▸ Written request
Return every line in the records below that contains the word "human". Uppercase and lowercase letters count as different.

════

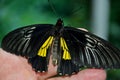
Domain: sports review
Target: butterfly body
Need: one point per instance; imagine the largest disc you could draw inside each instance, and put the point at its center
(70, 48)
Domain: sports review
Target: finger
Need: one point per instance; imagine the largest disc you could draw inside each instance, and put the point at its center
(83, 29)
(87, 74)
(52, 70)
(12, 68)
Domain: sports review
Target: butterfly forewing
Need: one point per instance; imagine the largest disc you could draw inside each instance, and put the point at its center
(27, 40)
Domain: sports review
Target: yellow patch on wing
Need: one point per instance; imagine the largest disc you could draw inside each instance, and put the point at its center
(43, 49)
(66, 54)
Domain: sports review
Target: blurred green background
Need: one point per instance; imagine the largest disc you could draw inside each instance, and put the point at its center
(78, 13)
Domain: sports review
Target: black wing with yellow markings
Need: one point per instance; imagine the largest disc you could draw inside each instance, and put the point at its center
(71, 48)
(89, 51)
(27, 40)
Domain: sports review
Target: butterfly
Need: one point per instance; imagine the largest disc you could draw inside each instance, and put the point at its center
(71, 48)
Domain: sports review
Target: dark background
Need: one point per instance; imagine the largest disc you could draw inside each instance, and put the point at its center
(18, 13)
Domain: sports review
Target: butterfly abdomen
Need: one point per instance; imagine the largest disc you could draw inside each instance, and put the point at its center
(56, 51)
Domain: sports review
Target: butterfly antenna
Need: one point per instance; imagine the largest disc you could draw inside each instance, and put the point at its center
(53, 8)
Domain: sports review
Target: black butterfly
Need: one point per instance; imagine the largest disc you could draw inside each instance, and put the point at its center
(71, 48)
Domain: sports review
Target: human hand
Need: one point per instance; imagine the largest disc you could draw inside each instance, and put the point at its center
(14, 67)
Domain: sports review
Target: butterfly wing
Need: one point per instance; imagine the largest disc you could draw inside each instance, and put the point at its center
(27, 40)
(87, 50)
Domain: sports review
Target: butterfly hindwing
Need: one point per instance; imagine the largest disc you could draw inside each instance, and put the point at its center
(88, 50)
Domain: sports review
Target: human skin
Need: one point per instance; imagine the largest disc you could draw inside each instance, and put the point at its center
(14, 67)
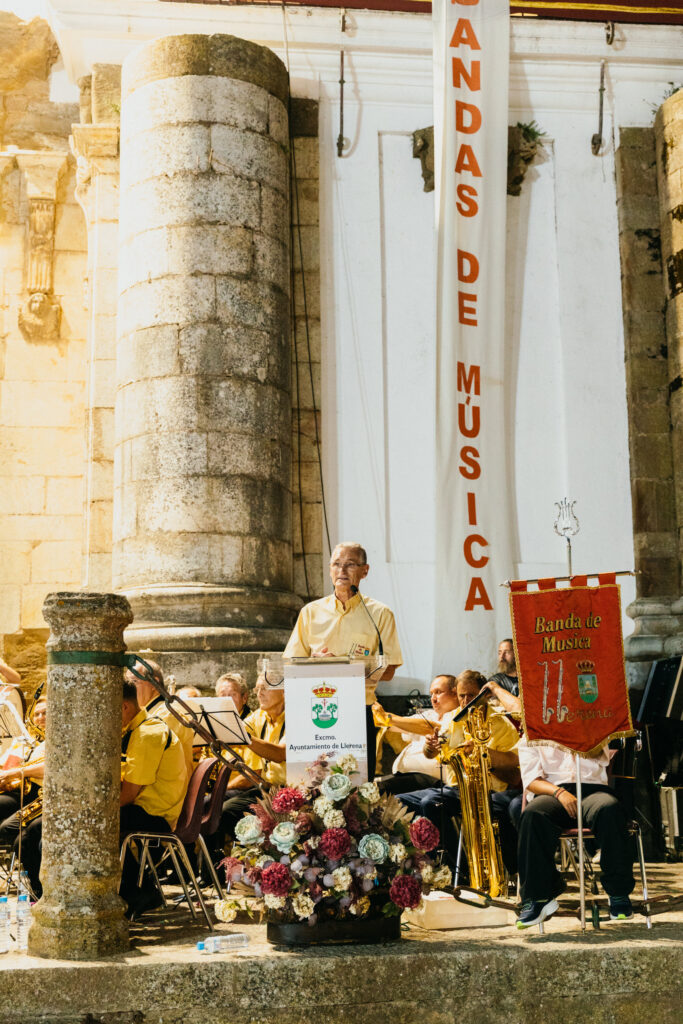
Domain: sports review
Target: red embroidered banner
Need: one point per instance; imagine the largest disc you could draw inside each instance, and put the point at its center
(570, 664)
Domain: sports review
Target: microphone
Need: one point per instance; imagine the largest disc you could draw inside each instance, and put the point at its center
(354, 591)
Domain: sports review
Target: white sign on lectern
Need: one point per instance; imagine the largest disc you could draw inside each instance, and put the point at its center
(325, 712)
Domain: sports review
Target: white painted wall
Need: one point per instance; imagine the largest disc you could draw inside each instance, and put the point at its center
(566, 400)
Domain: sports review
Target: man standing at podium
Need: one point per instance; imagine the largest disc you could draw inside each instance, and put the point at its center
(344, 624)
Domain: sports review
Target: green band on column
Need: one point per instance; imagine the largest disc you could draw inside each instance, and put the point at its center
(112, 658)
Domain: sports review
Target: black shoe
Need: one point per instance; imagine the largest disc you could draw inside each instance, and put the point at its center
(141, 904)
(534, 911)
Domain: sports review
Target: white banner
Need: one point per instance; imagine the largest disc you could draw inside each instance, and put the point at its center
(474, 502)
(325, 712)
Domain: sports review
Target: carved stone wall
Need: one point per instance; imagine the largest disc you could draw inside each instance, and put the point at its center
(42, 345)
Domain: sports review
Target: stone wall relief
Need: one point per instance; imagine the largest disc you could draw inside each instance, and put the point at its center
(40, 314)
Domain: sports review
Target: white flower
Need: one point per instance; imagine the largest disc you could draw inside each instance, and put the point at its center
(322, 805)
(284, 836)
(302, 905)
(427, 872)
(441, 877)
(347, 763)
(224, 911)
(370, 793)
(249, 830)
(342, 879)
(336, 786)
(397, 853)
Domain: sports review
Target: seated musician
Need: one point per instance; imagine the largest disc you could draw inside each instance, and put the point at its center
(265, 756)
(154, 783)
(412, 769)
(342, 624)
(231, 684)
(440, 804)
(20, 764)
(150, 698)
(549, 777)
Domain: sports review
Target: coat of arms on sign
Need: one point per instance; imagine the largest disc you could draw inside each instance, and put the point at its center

════

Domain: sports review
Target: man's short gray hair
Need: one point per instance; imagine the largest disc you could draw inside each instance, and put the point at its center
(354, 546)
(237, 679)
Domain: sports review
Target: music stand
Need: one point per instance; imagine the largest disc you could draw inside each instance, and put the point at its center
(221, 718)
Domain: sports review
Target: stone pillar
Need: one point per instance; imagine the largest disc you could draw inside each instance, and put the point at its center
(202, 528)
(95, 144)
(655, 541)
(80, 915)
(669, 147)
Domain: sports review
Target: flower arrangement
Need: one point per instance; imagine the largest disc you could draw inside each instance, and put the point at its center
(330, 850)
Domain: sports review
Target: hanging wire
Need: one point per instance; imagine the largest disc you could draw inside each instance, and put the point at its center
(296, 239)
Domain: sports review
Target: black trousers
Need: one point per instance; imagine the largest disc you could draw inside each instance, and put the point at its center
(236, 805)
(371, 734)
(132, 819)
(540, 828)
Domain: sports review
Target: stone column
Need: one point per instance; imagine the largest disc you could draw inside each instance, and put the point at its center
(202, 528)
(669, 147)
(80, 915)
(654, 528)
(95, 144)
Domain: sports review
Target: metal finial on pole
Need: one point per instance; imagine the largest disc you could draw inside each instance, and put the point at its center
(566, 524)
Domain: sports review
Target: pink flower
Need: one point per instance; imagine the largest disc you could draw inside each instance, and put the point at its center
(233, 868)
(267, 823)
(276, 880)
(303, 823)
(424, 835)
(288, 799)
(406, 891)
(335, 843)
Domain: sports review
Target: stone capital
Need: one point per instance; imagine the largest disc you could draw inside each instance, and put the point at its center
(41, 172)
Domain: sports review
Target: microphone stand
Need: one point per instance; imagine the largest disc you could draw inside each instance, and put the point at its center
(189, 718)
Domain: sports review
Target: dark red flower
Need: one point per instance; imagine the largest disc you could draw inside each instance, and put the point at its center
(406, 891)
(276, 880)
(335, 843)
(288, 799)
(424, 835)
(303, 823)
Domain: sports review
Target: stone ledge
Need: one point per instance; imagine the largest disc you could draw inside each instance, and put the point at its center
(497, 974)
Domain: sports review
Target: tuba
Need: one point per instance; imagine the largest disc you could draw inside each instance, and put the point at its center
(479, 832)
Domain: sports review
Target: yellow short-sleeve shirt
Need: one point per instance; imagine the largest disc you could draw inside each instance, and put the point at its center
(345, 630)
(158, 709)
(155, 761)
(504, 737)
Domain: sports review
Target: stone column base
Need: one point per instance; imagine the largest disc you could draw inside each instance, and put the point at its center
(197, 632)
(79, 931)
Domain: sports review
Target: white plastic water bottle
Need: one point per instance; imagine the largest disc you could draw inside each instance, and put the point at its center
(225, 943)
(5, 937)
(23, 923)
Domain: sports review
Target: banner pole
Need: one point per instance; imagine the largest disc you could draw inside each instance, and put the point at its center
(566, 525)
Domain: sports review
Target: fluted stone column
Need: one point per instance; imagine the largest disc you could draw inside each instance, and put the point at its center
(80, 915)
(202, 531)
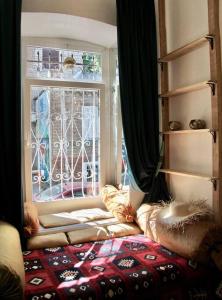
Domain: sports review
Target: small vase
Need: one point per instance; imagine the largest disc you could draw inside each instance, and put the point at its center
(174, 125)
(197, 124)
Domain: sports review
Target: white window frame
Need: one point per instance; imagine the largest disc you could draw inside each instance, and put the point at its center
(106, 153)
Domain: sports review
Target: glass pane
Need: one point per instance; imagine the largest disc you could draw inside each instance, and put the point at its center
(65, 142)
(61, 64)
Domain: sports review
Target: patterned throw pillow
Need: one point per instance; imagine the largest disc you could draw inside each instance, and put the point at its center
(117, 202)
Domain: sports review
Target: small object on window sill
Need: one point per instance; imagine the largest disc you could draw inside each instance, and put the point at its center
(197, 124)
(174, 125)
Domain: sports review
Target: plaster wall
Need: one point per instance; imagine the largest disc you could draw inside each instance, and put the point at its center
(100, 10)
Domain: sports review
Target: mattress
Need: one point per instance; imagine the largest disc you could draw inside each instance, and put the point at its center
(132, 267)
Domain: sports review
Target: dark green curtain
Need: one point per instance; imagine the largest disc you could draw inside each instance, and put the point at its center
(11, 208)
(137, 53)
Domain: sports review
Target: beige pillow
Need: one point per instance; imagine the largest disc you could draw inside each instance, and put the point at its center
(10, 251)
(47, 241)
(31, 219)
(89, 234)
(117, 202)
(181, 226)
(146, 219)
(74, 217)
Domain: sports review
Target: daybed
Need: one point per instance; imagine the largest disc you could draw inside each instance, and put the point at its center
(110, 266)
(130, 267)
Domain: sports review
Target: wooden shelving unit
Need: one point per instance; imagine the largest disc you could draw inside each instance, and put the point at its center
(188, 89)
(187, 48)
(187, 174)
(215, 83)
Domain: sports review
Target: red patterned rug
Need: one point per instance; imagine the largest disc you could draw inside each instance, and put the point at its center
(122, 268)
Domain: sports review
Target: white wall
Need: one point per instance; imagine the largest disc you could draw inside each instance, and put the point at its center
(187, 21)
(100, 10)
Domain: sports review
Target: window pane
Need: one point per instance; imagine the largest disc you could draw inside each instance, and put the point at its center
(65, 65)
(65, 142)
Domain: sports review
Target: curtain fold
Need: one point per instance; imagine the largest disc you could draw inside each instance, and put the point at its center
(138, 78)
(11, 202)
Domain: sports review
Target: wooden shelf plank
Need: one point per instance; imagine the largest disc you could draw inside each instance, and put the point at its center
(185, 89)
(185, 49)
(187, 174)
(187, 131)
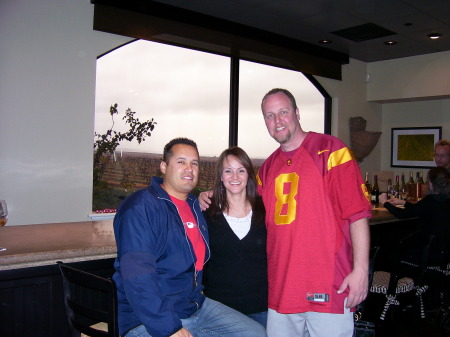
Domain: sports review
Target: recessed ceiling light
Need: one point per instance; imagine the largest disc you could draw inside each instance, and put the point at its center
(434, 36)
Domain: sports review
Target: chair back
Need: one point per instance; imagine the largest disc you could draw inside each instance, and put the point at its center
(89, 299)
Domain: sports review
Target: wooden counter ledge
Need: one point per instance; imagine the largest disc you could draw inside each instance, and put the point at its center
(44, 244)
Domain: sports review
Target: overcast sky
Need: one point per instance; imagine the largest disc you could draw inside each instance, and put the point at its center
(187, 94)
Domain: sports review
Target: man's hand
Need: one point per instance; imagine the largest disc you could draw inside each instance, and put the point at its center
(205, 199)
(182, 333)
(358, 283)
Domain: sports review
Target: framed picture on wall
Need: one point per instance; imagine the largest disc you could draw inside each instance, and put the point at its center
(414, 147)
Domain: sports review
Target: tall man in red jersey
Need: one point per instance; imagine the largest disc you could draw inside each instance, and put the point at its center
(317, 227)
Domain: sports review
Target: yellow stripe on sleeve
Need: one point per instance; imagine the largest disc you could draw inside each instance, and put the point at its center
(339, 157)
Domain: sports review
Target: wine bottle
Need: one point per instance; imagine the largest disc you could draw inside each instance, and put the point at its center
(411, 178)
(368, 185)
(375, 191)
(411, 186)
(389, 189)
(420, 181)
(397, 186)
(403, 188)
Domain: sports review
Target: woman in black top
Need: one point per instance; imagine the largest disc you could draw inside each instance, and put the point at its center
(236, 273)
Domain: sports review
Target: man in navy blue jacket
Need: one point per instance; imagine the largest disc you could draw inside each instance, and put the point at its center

════

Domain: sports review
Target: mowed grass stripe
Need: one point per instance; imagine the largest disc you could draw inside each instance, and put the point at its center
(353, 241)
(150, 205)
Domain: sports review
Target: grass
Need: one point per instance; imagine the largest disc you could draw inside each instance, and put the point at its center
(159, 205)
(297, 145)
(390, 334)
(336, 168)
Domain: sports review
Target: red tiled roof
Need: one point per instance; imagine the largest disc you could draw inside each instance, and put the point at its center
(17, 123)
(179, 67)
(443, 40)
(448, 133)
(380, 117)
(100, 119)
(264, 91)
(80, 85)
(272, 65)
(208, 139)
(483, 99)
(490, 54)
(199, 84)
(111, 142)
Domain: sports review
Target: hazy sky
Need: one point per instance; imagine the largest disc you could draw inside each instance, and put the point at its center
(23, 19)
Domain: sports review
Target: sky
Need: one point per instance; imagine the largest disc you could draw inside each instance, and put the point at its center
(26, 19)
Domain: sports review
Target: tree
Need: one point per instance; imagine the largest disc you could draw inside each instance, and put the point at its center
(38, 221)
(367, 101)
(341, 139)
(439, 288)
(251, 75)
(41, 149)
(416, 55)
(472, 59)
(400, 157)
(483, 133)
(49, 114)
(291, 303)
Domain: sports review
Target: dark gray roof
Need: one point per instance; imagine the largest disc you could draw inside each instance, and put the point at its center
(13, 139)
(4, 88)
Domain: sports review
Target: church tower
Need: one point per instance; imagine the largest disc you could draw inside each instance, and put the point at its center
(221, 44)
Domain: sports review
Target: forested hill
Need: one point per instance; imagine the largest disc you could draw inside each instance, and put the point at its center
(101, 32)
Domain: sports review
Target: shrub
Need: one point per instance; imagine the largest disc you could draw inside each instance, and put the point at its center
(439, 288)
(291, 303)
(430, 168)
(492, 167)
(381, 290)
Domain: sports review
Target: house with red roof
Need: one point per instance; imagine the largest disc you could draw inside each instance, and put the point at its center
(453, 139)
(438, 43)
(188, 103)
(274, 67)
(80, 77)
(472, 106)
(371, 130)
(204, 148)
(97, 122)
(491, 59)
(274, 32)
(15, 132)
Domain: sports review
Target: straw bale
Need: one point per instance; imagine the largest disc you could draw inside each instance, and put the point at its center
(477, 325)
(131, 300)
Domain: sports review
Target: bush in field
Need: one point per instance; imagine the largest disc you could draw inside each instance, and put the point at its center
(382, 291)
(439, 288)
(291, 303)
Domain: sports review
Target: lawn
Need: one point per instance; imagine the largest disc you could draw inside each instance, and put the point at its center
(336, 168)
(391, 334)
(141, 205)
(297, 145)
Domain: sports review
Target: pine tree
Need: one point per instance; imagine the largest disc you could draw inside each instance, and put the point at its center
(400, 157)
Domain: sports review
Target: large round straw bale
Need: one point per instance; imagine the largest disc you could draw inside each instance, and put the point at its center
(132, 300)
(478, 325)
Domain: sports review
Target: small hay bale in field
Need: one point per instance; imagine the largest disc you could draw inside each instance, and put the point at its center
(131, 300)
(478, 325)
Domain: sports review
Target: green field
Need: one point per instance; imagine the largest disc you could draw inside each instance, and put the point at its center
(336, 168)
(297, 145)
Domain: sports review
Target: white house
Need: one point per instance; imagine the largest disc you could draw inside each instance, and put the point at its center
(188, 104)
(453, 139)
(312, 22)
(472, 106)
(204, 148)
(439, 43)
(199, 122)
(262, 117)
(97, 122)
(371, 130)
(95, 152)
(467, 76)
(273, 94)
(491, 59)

════

▸ Exercise solution
Target: human hand
Target: human skin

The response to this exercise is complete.